Stored records:
* * *
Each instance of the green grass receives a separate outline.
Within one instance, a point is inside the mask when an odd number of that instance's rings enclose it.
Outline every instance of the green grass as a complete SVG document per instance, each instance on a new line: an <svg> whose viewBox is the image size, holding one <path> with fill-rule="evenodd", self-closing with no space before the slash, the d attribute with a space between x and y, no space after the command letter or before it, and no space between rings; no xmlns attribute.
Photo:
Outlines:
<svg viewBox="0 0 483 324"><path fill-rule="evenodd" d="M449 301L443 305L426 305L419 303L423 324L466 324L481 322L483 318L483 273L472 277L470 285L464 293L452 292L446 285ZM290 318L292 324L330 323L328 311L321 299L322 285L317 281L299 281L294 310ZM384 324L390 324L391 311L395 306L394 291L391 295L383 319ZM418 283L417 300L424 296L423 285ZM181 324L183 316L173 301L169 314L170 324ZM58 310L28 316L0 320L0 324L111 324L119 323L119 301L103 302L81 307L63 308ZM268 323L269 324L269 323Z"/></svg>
* * *
» What is expected
Output the listing above line for line without changing anything.

» Final answer
Each instance of the green grass receives a separate outline.
Within one instance, a point is inside the mask when an odd number of that instance's rings enclose it.
Outline every instance of the green grass as a complete SVG document per instance, each instance on a new line: an <svg> whose viewBox is the image size, holding one <path> with fill-rule="evenodd", self-closing with no space before the slash, the d attribute with a space between x and y, no space after the command letter or before it, and no space between rings; no xmlns attribute.
Photo:
Outlines:
<svg viewBox="0 0 483 324"><path fill-rule="evenodd" d="M449 301L443 305L426 305L419 303L423 324L466 324L481 322L483 318L483 273L472 277L470 285L464 293L452 292L446 285ZM290 318L292 324L330 323L328 311L321 299L322 285L317 281L299 281L294 310ZM384 324L390 324L391 311L395 306L394 291L391 295L383 319ZM418 283L417 300L424 296L423 285ZM181 324L183 316L173 301L169 314L170 324ZM58 310L28 316L0 320L0 324L111 324L119 323L119 301L103 302L81 307L63 308ZM268 323L269 324L269 323Z"/></svg>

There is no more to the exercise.